Perintah Tugas a -
Tuliskan kembali seluruh teks tentang cerita masa kecil di bawah ini tanpa mengubah satu karakter pun.

Teks Acuan -

----

Monday, August 2, 2010

Cerita Kecilku ...

Kali ini aku ingin curhat. pada laptop yang menemaniku setiap waktu, atau pada sunyi yang selalu datang bila malam kembali.

Aku curhat tentang masa kecil dan perjalanan hidupku saja, yah? aku tahu kamu takkan pernah menolak atau protes dengan semua keluhku. Karena aku tahu kamu adalah teman terbaikku.

Teman, waktu kecil dulu aku sangat bahagia dan riang dalam asuhan kakek dan nenekku. Yah, aku memang tumbuh besar dalam asuhan kakek dan nenek yang juga pengasuh Pesantren itu. Besar alasan orang tuaku menitipkan aku pada mereka, biar aku bisa memahami apa itu agama, iman, dan islam, katanya. Benar saja, kakek dan nenekku selalu mendoktrinku dengan baik, bijak dan penuh kasih. Hampir tak ada sebaris kerutpun di wajah mereka dalam menghadapi semua tingkah laku termasuk juga kenakalanku.


Aku ingat di suatu sore, kala itu aku menarik narik baju kakekku karena tak lekas dibikinin layang-layang bulan, seperti banyak teman sebayaku memilikinya. Akhirnya walau beliau sedang sibuk, terpaksa memenuhi permintaanku yang nakal. Ternyata aku nakal ya? Hehe. Namun aku tak pernah dimarahi kecuali kalau tidak sekolah, ngaji, dan sembahyang.

----

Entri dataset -
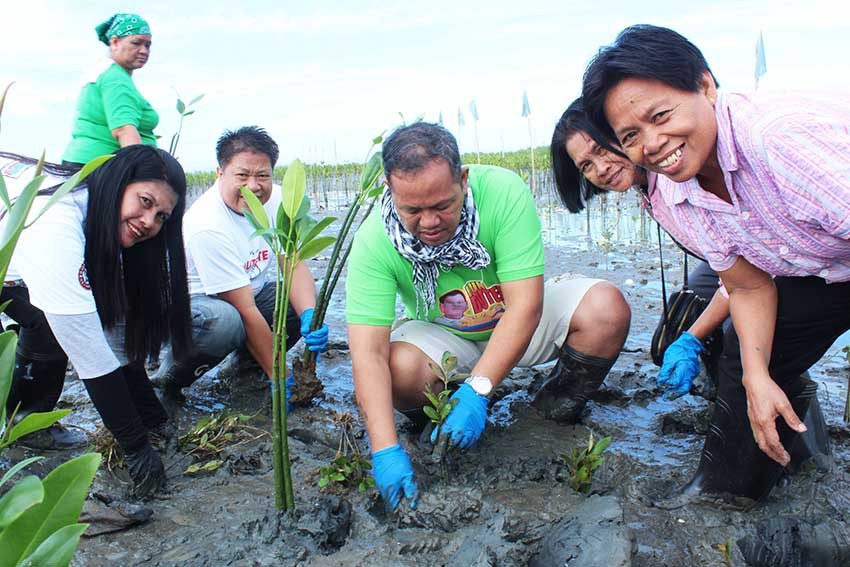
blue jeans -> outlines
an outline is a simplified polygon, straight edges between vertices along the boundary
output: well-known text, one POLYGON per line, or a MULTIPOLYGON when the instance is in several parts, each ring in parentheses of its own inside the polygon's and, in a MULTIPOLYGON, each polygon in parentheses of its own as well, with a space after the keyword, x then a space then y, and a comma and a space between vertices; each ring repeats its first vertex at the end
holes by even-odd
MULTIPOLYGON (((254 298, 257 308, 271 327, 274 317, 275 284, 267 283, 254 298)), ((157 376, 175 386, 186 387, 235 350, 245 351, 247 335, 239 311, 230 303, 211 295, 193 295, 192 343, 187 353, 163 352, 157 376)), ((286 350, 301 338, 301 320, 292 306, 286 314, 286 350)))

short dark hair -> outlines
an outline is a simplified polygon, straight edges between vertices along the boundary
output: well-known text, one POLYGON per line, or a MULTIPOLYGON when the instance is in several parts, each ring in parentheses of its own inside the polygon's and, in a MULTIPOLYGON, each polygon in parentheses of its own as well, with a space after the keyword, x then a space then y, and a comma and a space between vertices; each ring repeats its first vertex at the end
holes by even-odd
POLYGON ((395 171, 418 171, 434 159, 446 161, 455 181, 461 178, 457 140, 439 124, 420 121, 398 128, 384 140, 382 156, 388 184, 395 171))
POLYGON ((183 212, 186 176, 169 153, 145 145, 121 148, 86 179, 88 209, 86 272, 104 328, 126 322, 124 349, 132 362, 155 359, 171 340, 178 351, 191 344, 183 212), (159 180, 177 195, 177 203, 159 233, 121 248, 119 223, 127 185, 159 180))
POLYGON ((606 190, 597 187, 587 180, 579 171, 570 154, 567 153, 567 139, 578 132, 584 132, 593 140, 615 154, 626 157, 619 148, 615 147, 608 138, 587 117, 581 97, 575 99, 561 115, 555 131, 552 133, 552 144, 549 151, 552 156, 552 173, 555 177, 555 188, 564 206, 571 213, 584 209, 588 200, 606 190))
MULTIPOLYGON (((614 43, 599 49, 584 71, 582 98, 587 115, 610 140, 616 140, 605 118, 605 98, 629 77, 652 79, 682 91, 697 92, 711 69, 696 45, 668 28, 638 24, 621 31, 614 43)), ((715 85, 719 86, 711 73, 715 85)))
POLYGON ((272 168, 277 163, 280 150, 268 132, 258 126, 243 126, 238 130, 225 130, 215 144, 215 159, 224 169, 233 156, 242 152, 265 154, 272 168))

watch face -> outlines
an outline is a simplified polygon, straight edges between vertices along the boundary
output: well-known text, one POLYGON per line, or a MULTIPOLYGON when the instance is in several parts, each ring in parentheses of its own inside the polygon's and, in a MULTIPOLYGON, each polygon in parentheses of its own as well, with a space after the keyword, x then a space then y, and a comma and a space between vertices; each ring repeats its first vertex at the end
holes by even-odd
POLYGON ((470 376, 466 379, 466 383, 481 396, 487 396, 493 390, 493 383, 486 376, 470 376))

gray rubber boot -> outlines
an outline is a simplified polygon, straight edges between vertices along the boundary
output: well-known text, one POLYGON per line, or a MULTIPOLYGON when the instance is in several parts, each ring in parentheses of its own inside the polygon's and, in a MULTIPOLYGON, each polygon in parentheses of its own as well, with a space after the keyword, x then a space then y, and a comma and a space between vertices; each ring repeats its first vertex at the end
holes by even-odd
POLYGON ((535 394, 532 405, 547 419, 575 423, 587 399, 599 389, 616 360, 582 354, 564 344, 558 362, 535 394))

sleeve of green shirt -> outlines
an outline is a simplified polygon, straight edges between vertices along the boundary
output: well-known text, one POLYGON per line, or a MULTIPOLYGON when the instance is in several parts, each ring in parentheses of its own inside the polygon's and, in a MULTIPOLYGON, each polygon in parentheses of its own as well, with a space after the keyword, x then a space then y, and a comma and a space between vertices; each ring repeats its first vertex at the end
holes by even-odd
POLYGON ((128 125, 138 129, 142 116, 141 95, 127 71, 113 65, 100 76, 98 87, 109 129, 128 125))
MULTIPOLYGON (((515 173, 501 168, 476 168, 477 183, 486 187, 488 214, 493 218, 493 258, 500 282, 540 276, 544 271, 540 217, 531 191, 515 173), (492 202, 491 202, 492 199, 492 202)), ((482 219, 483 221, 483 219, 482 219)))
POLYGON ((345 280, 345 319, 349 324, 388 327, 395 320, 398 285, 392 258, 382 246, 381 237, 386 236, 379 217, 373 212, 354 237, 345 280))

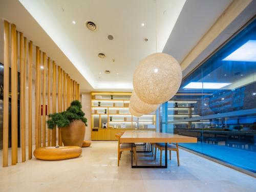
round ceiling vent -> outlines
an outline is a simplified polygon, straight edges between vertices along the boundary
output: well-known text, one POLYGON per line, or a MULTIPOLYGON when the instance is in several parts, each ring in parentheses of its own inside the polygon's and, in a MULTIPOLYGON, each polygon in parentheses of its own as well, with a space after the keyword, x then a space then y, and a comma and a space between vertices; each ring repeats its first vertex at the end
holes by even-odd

----

Perintah Tugas b -
Salin bagian entri di atas yang berawal dari baris pertama entri dan berakhir pada baris yang memuat "MULTIPOLYGON (((254 298, 257", kedua ujungnya ikut disalin, dengan mengganti "well-known text" menjadi "WKT" dan membiarkan selebihnya utuh. Tampilkan hanya baris-baris tersebut dan jangan sertakan gambar.

Jawaban Akhir a -
Monday, August 2, 2010

Cerita Kecilku ...

Kali ini aku ingin curhat. pada laptop yang menemaniku setiap waktu, atau pada sunyi yang selalu datang bila malam kembali.

Aku curhat tentang masa kecil dan perjalanan hidupku saja, yah? aku tahu kamu takkan pernah menolak atau protes dengan semua keluhku. Karena aku tahu kamu adalah teman terbaikku.

Teman, waktu kecil dulu aku sangat bahagia dan riang dalam asuhan kakek dan nenekku. Yah, aku memang tumbuh besar dalam asuhan kakek dan nenek yang juga pengasuh Pesantren itu. Besar alasan orang tuaku menitipkan aku pada mereka, biar aku bisa memahami apa itu agama, iman, dan islam, katanya. Benar saja, kakek dan nenekku selalu mendoktrinku dengan baik, bijak dan penuh kasih. Hampir tak ada sebaris kerutpun di wajah mereka dalam menghadapi semua tingkah laku termasuk juga kenakalanku.


Aku ingat di suatu sore, kala itu aku menarik narik baju kakekku karena tak lekas dibikinin layang-layang bulan, seperti banyak teman sebayaku memilikinya. Akhirnya walau beliau sedang sibuk, terpaksa memenuhi permintaanku yang nakal. Ternyata aku nakal ya? Hehe. Namun aku tak pernah dimarahi kecuali kalau tidak sekolah, ngaji, dan sembahyang.

Jawaban Akhir b -
blue jeans -> outlines
an outline is a simplified polygon, straight edges between vertices along the boundary
output: WKT, one POLYGON per line, or a MULTIPOLYGON when the instance is in several parts, each ring in parentheses of its own inside the polygon's and, in a MULTIPOLYGON, each polygon in parentheses of its own as well, with a space after the keyword, x then a space then y, and a comma and a space between vertices; each ring repeats its first vertex at the end
holes by even-odd
MULTIPOLYGON (((254 298, 257 308, 271 327, 274 317, 275 284, 267 283, 254 298)), ((157 376, 175 386, 186 387, 235 350, 245 351, 247 335, 239 311, 230 303, 211 295, 193 295, 192 343, 187 353, 163 352, 157 376)), ((286 350, 301 338, 301 320, 292 306, 286 314, 286 350)))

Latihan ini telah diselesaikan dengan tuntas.